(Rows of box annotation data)
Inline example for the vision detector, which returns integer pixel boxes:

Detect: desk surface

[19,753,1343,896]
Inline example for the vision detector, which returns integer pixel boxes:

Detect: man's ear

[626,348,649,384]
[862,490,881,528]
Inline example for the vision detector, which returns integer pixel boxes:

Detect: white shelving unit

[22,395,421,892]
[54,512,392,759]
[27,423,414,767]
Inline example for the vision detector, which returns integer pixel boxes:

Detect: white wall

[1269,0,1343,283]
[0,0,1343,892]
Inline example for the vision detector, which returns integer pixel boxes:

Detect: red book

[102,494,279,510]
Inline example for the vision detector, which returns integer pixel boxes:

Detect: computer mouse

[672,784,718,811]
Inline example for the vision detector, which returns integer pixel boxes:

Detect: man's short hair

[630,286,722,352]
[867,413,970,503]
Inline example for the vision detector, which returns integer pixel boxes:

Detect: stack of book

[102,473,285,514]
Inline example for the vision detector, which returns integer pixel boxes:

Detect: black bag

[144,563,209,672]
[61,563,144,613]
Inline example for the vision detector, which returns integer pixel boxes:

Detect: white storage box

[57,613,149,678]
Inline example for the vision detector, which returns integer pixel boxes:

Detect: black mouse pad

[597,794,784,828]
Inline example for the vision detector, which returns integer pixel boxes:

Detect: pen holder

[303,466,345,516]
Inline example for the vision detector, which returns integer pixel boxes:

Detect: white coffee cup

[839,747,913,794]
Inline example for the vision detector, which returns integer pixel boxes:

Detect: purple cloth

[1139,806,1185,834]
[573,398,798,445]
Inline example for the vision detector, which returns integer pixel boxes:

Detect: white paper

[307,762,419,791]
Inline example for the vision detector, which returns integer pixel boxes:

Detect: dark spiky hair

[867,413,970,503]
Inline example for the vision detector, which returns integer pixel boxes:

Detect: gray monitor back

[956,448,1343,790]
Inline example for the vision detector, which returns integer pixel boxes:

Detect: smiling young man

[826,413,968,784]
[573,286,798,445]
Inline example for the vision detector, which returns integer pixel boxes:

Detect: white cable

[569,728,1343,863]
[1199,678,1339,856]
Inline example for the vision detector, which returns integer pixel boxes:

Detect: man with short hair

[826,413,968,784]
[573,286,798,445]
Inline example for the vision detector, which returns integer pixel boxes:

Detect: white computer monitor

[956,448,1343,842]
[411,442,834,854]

> [EXERCISE GOAL]: Please pull out every line of the data above that contains the word "monitor". Case counts when matching.

> [FINISHED TASK]:
Detect: gray monitor back
Detect: white computer monitor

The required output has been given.